## SOURCE DOCUMENT
This pebble in my heart rocks around my inside and bounces off my lungs like a tympani. It thuds across my brain like a million angry soldiers crossing a battlefield. We’re going to war, they say. Across from them my sensibility, my morality and my judgement. Their buttons shined and their shoes are tied in double knots.

Picking at the skin on my fingers and chipping at the layers on my fingernails. I’m digging this concave surface to crack and peel. I would drag them across your skin, but they are jagged and sadistic.
I’ve given it all up to avoid the battle raging in my psyche. I am too consumed with marrying the next man I meet and hiding in the safety of my comforter. I guess we all want to be loved, they say. And it’s true and we know it.

Take me in your arms and let me push you away, for both of our sakes.

Mother.

September 16, 2008

“You don’t belong behind a desk,” she said. “There is something about you that isn’t meant for it… you’ll burn out within three months. I know you.” She paused, wondering if I was offended by this statement or if she had actually nailed it.

## THE TASK
In the passage above, how soon does the woman quoted in the final paragraph predict the narrator would burn out behind a desk?

## DATA SUPPLIED
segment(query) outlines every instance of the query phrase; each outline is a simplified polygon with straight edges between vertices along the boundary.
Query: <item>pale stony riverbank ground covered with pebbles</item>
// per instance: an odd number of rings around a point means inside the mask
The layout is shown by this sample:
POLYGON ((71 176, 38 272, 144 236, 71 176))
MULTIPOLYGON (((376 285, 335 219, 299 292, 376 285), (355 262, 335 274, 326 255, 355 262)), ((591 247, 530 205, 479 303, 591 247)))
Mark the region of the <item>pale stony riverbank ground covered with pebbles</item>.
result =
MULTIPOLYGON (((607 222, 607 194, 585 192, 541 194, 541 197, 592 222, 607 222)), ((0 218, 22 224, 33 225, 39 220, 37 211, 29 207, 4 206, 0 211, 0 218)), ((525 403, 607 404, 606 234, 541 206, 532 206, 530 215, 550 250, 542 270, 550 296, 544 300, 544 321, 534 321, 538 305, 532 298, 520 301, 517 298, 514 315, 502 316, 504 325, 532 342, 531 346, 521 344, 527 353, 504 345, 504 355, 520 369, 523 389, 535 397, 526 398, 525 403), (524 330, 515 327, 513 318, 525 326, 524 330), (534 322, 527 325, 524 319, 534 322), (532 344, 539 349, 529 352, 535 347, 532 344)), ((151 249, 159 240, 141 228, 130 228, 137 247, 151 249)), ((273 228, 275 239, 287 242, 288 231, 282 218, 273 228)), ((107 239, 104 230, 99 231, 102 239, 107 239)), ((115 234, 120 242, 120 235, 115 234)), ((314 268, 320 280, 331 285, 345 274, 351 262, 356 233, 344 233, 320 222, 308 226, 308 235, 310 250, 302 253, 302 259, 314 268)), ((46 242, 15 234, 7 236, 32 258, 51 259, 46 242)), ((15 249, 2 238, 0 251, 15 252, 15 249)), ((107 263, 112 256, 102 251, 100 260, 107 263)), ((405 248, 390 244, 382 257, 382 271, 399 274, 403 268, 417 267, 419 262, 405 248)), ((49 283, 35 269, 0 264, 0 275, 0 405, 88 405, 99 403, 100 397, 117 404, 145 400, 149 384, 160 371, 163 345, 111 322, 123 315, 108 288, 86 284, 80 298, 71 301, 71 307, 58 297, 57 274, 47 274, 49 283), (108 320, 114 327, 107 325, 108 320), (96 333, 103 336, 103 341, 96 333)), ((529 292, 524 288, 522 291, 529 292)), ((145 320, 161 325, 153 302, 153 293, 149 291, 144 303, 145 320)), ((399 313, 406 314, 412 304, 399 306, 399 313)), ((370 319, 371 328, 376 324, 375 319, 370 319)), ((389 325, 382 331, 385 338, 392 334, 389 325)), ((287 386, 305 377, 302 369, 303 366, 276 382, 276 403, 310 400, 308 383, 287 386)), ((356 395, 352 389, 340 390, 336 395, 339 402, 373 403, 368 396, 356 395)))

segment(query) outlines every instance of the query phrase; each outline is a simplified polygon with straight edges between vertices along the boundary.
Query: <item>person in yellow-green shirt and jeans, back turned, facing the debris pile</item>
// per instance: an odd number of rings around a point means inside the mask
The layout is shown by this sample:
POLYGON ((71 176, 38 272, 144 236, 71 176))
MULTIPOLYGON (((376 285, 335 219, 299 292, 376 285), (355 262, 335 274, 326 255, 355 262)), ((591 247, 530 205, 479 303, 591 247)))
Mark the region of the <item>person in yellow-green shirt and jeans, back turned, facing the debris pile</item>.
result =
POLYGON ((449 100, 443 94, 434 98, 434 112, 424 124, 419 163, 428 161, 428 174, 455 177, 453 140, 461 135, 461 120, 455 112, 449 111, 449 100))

* * *

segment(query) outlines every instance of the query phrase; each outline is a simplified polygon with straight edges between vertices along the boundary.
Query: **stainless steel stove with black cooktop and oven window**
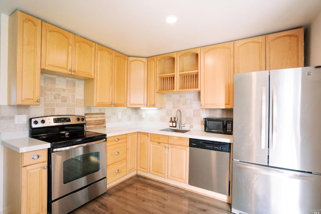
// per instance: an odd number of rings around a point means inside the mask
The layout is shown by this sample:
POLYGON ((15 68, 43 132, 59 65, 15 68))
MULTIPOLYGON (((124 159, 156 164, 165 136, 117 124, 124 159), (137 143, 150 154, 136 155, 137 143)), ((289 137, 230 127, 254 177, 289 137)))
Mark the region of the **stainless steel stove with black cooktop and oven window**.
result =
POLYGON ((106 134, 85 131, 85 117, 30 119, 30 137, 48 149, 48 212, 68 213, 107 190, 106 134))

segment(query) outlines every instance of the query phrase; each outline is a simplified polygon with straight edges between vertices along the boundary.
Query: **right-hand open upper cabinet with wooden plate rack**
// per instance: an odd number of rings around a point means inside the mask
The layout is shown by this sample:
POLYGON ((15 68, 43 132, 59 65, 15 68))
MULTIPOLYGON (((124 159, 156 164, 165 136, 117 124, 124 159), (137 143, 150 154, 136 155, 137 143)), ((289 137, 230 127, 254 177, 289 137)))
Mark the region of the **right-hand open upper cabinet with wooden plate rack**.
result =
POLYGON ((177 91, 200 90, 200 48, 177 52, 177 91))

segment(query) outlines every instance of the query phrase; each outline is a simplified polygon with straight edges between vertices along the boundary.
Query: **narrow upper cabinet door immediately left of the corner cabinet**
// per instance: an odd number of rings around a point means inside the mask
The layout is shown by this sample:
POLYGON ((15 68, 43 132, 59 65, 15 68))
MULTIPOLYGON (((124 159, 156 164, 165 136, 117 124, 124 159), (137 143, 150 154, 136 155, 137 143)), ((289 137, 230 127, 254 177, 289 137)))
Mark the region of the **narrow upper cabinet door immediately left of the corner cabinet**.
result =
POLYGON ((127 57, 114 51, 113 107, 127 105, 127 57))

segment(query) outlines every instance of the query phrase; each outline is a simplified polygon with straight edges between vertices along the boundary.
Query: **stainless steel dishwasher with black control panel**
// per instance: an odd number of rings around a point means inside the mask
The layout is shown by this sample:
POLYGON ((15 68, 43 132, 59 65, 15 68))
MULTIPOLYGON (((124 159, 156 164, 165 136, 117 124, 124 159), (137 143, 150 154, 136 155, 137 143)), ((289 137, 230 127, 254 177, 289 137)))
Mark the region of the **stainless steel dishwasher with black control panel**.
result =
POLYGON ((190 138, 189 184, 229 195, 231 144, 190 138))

## ANSWER FOR THE TASK
Within three months.